WHAT NEEDS TO BE DONE | Extract all of the data and reproduce it precisely.

EXERCISE MATERIALS |
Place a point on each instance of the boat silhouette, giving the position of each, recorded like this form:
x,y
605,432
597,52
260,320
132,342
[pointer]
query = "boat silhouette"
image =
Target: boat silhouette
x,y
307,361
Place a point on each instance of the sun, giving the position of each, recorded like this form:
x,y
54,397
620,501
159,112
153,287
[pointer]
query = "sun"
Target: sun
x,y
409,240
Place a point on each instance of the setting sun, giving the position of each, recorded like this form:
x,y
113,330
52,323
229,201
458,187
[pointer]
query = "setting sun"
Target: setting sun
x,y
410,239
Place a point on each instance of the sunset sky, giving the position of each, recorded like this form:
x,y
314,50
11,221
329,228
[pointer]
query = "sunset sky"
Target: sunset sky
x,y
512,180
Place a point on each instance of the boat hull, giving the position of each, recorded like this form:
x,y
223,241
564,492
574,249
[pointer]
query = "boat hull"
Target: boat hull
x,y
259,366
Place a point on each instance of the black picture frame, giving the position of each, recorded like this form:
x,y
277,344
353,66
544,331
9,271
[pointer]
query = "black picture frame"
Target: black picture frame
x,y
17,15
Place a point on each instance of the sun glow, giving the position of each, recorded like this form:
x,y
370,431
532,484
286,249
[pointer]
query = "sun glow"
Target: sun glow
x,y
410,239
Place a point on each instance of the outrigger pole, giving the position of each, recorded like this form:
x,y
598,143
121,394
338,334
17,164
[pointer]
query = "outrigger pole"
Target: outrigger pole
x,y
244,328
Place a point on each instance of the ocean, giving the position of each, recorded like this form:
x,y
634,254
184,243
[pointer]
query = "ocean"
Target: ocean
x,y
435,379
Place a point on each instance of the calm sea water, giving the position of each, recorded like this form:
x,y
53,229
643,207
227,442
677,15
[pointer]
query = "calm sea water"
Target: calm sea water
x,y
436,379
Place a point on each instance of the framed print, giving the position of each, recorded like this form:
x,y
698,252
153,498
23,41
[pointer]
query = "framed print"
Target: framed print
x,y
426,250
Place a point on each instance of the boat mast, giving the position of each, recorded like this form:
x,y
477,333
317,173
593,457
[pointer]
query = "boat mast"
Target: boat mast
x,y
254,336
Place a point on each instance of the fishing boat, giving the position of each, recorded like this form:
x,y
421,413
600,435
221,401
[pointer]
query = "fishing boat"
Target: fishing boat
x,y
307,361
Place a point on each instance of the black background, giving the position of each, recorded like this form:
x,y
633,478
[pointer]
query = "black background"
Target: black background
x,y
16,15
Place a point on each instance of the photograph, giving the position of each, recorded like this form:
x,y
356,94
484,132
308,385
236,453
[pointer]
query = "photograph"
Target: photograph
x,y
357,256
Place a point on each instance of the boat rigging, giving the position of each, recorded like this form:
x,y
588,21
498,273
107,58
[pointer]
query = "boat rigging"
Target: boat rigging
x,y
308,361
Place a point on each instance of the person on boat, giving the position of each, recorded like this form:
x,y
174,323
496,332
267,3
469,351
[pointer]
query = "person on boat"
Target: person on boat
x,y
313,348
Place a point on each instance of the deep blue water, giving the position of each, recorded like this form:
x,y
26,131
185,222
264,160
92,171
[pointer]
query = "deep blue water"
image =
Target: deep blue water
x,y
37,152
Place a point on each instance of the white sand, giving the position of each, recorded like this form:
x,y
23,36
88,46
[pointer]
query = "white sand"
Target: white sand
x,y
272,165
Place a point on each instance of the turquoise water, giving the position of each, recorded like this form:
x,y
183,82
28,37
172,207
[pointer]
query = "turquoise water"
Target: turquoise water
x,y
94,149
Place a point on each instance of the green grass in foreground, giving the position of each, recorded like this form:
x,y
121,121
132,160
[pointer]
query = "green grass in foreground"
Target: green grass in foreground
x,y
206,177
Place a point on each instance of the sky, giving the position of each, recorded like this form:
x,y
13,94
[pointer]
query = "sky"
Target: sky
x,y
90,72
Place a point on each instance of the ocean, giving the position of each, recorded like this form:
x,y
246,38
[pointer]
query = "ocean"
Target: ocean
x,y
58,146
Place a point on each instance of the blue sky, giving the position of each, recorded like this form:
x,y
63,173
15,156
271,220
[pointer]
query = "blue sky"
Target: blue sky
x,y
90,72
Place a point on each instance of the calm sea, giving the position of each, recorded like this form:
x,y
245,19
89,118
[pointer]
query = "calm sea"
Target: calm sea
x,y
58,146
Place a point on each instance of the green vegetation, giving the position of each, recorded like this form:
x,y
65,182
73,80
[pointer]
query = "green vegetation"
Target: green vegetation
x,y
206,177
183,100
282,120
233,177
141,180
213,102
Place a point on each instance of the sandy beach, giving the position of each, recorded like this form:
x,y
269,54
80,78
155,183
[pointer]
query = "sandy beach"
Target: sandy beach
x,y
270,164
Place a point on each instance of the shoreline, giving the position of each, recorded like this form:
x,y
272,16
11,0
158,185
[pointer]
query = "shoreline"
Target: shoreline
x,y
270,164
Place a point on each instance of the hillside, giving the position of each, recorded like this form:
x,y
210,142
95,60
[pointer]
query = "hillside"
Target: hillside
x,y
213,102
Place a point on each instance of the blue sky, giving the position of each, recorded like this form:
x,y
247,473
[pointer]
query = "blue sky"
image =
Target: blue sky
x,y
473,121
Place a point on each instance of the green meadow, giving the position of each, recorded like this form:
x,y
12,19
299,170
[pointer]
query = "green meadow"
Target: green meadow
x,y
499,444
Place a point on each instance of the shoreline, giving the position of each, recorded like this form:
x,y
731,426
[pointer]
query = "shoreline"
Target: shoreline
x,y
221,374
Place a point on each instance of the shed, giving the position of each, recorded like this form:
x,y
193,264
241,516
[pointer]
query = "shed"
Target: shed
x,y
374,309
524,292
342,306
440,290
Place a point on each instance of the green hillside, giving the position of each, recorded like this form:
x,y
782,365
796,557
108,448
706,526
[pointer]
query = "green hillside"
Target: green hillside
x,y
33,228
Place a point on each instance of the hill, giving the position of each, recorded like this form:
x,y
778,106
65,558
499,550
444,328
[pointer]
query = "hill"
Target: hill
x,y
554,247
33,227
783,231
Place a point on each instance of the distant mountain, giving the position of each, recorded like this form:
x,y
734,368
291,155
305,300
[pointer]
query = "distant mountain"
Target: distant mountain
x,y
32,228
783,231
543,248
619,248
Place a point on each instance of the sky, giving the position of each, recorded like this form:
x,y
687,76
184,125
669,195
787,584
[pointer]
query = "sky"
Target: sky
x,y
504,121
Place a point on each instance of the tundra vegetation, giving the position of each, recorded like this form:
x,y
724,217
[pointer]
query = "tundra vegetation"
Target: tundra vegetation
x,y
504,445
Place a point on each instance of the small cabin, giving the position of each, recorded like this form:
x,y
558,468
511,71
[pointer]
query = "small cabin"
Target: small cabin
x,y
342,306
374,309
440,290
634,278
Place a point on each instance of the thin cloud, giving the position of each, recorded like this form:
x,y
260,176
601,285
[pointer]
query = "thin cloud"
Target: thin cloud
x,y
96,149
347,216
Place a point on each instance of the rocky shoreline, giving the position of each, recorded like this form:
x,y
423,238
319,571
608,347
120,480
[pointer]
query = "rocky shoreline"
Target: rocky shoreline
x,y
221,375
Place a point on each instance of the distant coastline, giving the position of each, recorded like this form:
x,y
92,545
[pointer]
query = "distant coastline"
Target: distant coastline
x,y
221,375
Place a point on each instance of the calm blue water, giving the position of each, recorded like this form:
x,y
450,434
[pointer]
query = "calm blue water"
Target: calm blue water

ANSWER FOR THIS EXERCISE |
Place a point on each instance of the boat silhouette, giving the position of each, recorded like this form:
x,y
605,432
597,52
260,320
132,342
[pointer]
query = "boat silhouette"
image =
Target: boat silhouette
x,y
307,361
Place a point on each instance of the sun, giving the position of each, recorded like this form:
x,y
54,397
620,501
159,112
153,287
[pointer]
query = "sun"
Target: sun
x,y
409,240
Place a point on each instance of the setting sun, giving the position of each, recorded like this form:
x,y
113,330
52,323
229,201
458,187
[pointer]
query = "setting sun"
Target: setting sun
x,y
410,239
Place a point on each instance of the sunset sky, giving the position of each, recorded like this form:
x,y
314,50
11,221
329,228
[pointer]
query = "sunset sky"
Target: sunset sky
x,y
512,180
Place a point on each instance of the boat hull, giving the position of each, recorded like this form:
x,y
223,241
564,492
574,249
[pointer]
query = "boat hull"
Target: boat hull
x,y
259,366
Place a point on each instance of the black picture frame, giving the position of each, recorded like this form:
x,y
277,344
353,66
544,331
9,271
[pointer]
query = "black picture frame"
Target: black picture frame
x,y
17,15
Place a point on each instance of the sun glow, giving the position of each, recorded like this form:
x,y
370,431
532,484
286,249
[pointer]
query = "sun glow"
Target: sun glow
x,y
410,239
Place a point on each instance of the outrigger pole, giving the position of each, recorded like this form:
x,y
598,143
121,394
338,334
17,164
[pointer]
query = "outrigger pole"
Target: outrigger pole
x,y
244,328
Place a point on each instance of the ocean, giving the position of each, recorded like this form:
x,y
634,254
184,243
[pointer]
query = "ocean"
Target: ocean
x,y
435,379
Place a point on each instance of the calm sea water, giving the position of each, recorded like this form:
x,y
53,229
643,207
227,442
677,15
[pointer]
query = "calm sea water"
Target: calm sea water
x,y
436,379
Place a point on each instance of the framed print, giving the position of each, recorded like this form:
x,y
698,252
153,498
23,41
[pointer]
query = "framed print"
Target: framed print
x,y
426,250
Place a point on each instance of the boat mast, giving the position of each, recorded like this form:
x,y
477,333
317,173
593,457
[pointer]
query = "boat mast"
Target: boat mast
x,y
254,336
Place a point on each instance of the fishing boat, giving the position of each, recorded like this form:
x,y
421,413
600,435
221,401
[pointer]
query = "fishing boat"
Target: fishing boat
x,y
307,361
Place a point on each instance of the black background, giving the position of each, recorded like this form:
x,y
633,478
[pointer]
query = "black background"
Target: black background
x,y
16,15
Place a point on each instance of the photograph, giving the position of each, recorded like this form:
x,y
356,94
484,132
308,385
236,453
[pointer]
query = "photograph"
Target: photograph
x,y
357,256
Place a point on each instance of the boat rigging, giving the position of each, recorded like this form:
x,y
588,21
498,273
107,58
[pointer]
query = "boat rigging"
Target: boat rigging
x,y
308,361
Place a point on each instance of the person on boat, giving the position of each, recorded like this form:
x,y
174,323
496,332
267,3
469,351
[pointer]
query = "person on boat"
Target: person on boat
x,y
313,348
Place a point on each instance of the deep blue water, giving the position of each, recorded like this form:
x,y
26,131
185,222
264,160
92,171
[pointer]
query = "deep blue water"
image =
Target: deep blue water
x,y
37,152
Place a point on each instance of the white sand, giving the position of each, recorded like this form:
x,y
23,36
88,46
[pointer]
query = "white sand"
Target: white sand
x,y
272,165
Place a point on each instance of the turquoise water, giving the position of each, recorded like this form:
x,y
183,82
28,37
172,207
[pointer]
query = "turquoise water"
Target: turquoise water
x,y
94,149
Place a point on each instance of the green grass in foreground, giving the position of each, recorded like this form:
x,y
121,121
132,160
[pointer]
query = "green grass in foreground"
Target: green grass in foreground
x,y
206,177
Place a point on each instance of the sky, giving the position of each, recorded like this form:
x,y
13,94
[pointer]
query = "sky"
Target: sky
x,y
90,72
Place a point on each instance of the ocean, giving the position of each, recorded like this form:
x,y
246,38
[pointer]
query = "ocean"
Target: ocean
x,y
58,146
Place a point on each instance of the blue sky, giving the position of each, recorded like this form:
x,y
63,173
15,156
271,220
[pointer]
query = "blue sky"
Target: blue sky
x,y
90,72
Place a point on each instance of the calm sea, giving the position of each, recorded like this form:
x,y
245,19
89,118
[pointer]
query = "calm sea"
Target: calm sea
x,y
58,146
Place a point on each instance of the green vegetation, giving the position of each, recorded like this form:
x,y
65,182
73,80
[pointer]
query = "green vegetation"
Target: green vegetation
x,y
206,177
183,100
282,120
233,177
141,180
213,102
Place a point on each instance of the sandy beach, giving the position of each, recorded like this form:
x,y
269,54
80,78
155,183
[pointer]
query = "sandy beach"
Target: sandy beach
x,y
270,164
Place a point on each instance of the shoreline, giving the position of each, recorded like this form:
x,y
272,16
11,0
158,185
[pointer]
query = "shoreline"
Target: shoreline
x,y
270,164
Place a point on each instance of the hillside, giving the position of each, recorded like this form:
x,y
210,142
95,60
[pointer]
query = "hillside"
Target: hillside
x,y
213,102
Place a point on each instance of the blue sky, giving the position of each, recorded like this form:
x,y
247,473
[pointer]
query = "blue sky"
image =
Target: blue sky
x,y
473,121
Place a point on each instance of the green meadow, giving the position of each, recorded like this form:
x,y
12,19
299,170
[pointer]
query = "green meadow"
Target: green meadow
x,y
499,444
Place a point on each instance of the shoreline, giving the position of each, recorded like this form:
x,y
731,426
[pointer]
query = "shoreline"
Target: shoreline
x,y
221,374
Place a point on each instance of the shed, giving the position of each, recorded like this form:
x,y
193,264
241,516
[pointer]
query = "shed"
Target: shed
x,y
374,309
524,292
342,306
440,290
Place a point on each instance of the green hillside, giving the position of each, recorded like this form:
x,y
782,365
796,557
108,448
706,526
[pointer]
query = "green hillside"
Target: green hillside
x,y
33,228
Place a point on each instance of the hill, giving the position of each, recorded like this form:
x,y
778,106
65,558
499,550
444,328
[pointer]
query = "hill"
Target: hill
x,y
554,247
33,227
783,231
Place a point on each instance of the distant mountain, giving the position of each, recorded like this form:
x,y
734,368
291,155
305,300
[pointer]
query = "distant mountain"
Target: distant mountain
x,y
32,228
783,231
543,248
619,248
Place a point on each instance of the sky, giving the position of each, recorded like this form:
x,y
687,76
184,125
669,195
787,584
[pointer]
query = "sky"
Target: sky
x,y
504,121
Place a point on each instance of the tundra vegetation, giving the position of each, recorded like this form:
x,y
724,217
[pointer]
query = "tundra vegetation"
Target: tundra vegetation
x,y
504,445
Place a point on each instance of the small cabin, giving the position of each, recorded like this form:
x,y
558,468
511,71
[pointer]
query = "small cabin"
Target: small cabin
x,y
342,306
374,309
440,290
634,278
Place a point on each instance of the thin cloud, giving the position of each, recorded like this form:
x,y
260,176
601,285
[pointer]
query = "thin cloud"
Target: thin cloud
x,y
96,149
347,216
Place a point on each instance of the rocky shoreline, giving the position of each, recorded like this form:
x,y
423,238
319,571
608,347
120,480
[pointer]
query = "rocky shoreline"
Target: rocky shoreline
x,y
221,375
Place a point on each instance of the distant coastline, giving the position of each, recorded like this form:
x,y
92,545
[pointer]
query = "distant coastline"
Target: distant coastline
x,y
221,375
Place a point on each instance of the calm blue water, giving the position of each, recorded like this form:
x,y
450,434
[pointer]
query = "calm blue water"
Target: calm blue water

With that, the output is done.